• [What is being asked]: Edit the data from its first line through the line containing "Apply the even-odd", inclusive, changing "separate" to "distinct" and keeping everything else unchanged.

---

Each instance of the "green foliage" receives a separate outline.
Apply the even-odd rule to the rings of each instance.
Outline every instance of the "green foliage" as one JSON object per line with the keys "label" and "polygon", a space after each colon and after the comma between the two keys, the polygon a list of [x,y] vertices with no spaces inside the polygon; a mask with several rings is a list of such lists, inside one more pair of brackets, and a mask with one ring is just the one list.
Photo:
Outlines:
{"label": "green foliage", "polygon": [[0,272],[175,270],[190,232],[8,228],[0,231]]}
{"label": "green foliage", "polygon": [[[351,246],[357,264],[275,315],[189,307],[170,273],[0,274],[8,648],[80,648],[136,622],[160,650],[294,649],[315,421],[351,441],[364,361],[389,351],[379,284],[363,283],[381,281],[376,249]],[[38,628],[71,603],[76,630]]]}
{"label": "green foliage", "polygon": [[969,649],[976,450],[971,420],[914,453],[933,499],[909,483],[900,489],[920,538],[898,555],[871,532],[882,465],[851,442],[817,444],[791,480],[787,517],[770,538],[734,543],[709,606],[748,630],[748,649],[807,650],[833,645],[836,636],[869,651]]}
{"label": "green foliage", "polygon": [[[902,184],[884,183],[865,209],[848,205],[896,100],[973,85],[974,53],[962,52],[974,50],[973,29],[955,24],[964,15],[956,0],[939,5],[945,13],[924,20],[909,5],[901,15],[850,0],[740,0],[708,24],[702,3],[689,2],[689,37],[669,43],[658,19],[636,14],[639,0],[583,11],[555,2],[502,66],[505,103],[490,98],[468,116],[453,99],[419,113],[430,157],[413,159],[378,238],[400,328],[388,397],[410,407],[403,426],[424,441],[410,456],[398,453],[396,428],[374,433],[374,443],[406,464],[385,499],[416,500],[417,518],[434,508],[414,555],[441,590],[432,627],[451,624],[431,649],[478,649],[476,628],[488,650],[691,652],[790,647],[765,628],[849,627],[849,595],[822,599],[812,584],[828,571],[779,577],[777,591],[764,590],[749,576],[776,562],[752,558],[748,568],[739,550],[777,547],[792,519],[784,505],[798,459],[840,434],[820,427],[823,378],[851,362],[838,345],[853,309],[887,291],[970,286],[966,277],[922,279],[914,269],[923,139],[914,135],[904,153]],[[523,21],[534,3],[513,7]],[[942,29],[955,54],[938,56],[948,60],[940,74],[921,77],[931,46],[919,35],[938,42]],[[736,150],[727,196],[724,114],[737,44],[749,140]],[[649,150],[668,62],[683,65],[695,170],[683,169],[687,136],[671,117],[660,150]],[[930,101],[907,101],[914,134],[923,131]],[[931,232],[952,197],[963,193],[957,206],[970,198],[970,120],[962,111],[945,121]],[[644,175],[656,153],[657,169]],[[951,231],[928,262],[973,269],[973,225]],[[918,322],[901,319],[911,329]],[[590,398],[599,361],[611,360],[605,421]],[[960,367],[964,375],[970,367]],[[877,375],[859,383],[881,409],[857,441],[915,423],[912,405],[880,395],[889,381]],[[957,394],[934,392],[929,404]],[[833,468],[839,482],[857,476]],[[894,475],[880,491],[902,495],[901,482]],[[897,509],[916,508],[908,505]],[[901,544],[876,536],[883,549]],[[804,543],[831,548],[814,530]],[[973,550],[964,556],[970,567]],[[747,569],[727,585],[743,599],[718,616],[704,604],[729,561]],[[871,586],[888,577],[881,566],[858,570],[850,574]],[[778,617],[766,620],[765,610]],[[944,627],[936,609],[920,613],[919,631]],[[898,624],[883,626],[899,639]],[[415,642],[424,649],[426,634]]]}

---

• [Exercise result]:
Each instance of the "green foliage" receives a distinct outline.
Apply the even-odd rule to the rings of each instance.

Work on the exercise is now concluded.